WHAT THE TASK ASKS:
Copy every line below exactly.

=== SOURCE MATERIAL ===

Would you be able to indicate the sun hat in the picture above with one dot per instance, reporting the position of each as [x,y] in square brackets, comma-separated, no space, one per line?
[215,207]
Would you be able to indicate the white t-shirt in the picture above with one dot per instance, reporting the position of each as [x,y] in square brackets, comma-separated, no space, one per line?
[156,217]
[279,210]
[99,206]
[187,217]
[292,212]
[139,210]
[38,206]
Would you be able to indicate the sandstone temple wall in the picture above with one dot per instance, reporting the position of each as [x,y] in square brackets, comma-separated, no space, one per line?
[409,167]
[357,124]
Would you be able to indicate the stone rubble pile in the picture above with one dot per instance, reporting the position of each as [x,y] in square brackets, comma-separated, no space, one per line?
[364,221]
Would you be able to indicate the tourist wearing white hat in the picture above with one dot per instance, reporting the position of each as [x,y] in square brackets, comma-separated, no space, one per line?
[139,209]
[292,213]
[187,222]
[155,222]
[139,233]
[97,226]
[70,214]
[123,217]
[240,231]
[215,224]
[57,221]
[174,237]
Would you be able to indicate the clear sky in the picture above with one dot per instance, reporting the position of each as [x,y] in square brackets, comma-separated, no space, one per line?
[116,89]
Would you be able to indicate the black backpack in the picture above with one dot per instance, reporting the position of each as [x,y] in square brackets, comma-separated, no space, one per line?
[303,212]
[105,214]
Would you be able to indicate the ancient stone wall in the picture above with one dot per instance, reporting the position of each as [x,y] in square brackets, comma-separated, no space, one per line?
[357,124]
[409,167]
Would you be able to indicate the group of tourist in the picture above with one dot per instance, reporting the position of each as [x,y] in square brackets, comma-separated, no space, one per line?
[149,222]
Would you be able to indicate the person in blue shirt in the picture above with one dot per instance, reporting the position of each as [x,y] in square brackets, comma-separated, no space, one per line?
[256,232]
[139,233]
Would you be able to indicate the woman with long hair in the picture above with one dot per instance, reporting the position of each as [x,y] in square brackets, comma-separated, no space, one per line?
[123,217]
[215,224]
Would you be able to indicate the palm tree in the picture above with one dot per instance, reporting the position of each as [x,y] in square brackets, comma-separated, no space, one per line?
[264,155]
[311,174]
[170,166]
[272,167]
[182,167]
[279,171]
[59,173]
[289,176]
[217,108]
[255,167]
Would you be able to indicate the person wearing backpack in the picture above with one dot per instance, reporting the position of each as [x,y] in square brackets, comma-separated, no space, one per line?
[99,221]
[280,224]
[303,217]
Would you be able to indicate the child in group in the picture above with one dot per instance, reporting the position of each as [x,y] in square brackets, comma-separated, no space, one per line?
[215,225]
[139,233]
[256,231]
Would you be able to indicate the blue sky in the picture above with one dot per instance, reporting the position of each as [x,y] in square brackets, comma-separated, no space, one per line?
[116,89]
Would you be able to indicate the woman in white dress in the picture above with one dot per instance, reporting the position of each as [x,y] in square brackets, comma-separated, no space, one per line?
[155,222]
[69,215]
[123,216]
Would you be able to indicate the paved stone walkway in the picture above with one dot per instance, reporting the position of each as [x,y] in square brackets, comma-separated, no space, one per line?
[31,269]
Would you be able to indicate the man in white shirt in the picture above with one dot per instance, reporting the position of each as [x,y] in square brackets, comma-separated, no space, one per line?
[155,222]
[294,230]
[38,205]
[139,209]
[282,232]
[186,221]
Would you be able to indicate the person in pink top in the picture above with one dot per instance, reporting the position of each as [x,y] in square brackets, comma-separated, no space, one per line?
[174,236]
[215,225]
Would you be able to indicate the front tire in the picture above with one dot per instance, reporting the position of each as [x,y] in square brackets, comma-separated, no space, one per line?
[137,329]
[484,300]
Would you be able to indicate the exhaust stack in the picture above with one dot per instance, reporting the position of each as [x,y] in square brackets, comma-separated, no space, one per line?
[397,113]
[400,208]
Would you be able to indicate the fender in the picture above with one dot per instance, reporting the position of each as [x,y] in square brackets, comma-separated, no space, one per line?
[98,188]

===

ANSWER SECTION:
Would you be able to indicate the sun hat in the picture above with one dot per instance, reporting the position of each as [x,y] in square brackets, comma-separated, no space, one per line?
[215,207]
Would you be able to indicate the white t-shirt in the picture above with one dot per instance, reporting the position of each as [x,y] in square brackets, comma-separated, no space, one per line?
[156,217]
[279,210]
[99,206]
[187,217]
[292,212]
[139,210]
[38,206]
Would you be able to indicate the sandstone temple wall in the picture above with one dot per instance, reporting the position of each as [x,y] in square brackets, comma-separated, no space, one per line?
[409,167]
[357,124]
Would you be able to indicate the stone rubble pile in the picture above with one dot per instance, reporting the position of each as [x,y] in square brackets, comma-separated, no space, one per line?
[364,221]
Would you be able to indicate the tourist wearing white hat in the picture above with one dot per instance, reporting the position of each as [x,y] in square brackets, comma-separated, no space, one per line?
[139,209]
[292,213]
[187,222]
[155,222]
[139,233]
[97,226]
[70,214]
[123,217]
[240,231]
[215,224]
[57,221]
[174,237]
Would you be able to indicate the clear sky in the picture above with one dot per instance, reporting the position of each as [x,y] in square brackets, comma-separated, no space, one per line?
[116,89]
Would you be able to indicate the black backpack in the picture above with one dot per instance, reporting the position of each as [x,y] in square brackets, comma-separated, no space, one per line?
[303,212]
[105,214]
Would you be able to indicate the ancient stone wall in the picture above with one dot per instance, reporting the position of each as [x,y] in square brackets, comma-separated, no space, one per line?
[357,124]
[409,167]
Would you be able to indicate the group of tourist in the picture above with one dot per instance, reporting the position of each as [x,y] in square brackets, comma-separated, no space, one per line?
[149,222]
Would you be able to indicate the person in blue shirt in the picture above with one dot per instance, reporting the position of each as [x,y] in square brackets, comma-separated, no space, one per line?
[256,232]
[139,233]
Would you be able to indicate the woman with long hair in the picture above with one dot per instance, reporting the position of each as [x,y] in square brackets, comma-separated, no space, one per line?
[123,217]
[215,224]
Would you be able to indicate the palm tree in the picture above with one dot per instance, reporting the position of each as [x,y] in square brackets, comma-separated, no space, one per line?
[264,155]
[311,174]
[170,166]
[272,167]
[182,167]
[279,171]
[59,173]
[289,176]
[217,108]
[255,167]
Would you be able to indicate the person wearing backpack in the picture above with one dot per instance, reporting the position of each as [x,y] in square brackets, comma-separated, no space, one per line?
[99,221]
[280,224]
[303,217]
Would you be able to indicate the child in group in the picture above with one dot per instance, reporting the position of each as [x,y] in square brackets, comma-separated, no space, one per line?
[215,225]
[139,233]
[256,231]
Would you be able to indicate the blue sky in the picture above with one dot per instance, reporting the position of each as [x,y] in square brackets, comma-separated, no space, one per line?
[116,89]
Would you be able to indicate the woman in white dress in the picture above with one dot per instance, reporting the position of each as [x,y] in square brackets, comma-separated, no space, one per line?
[155,222]
[69,215]
[123,216]
Would you be able to indicate the paved stone walkway in the picture above with one dot per instance, reporting the position of each as [x,y] in square brackets, comma-separated, no space, one per line?
[31,269]
Would you be able to indicate the man in white shirt in the picture above with one dot per instance, reporting the position of each as [x,y] in square brackets, comma-separated, no space, one per line?
[155,222]
[294,230]
[38,205]
[139,209]
[282,232]
[186,221]
Would you be able to indicate the person in pink top in the picture above with one dot per instance, reporting the position of each as [x,y] in square brackets, comma-separated, no space, one per line?
[174,236]
[215,225]
Would you be able to indicate the front tire in the picture above with one dot per instance, reporting the position of each as [x,y] in square brackets, comma-separated, no space, one per line?
[137,329]
[484,300]
Would you be able to indicate the exhaust stack in the picture above with one dot per instance, reporting the position of each as [x,y] in square brackets, comma-separated, no space, one per line?
[397,113]
[400,208]
Would you be able to indicate the fender in the picture above with one dot per instance, reporting the position of each as [x,y] in square brackets, comma-separated, no space, one per line?
[98,188]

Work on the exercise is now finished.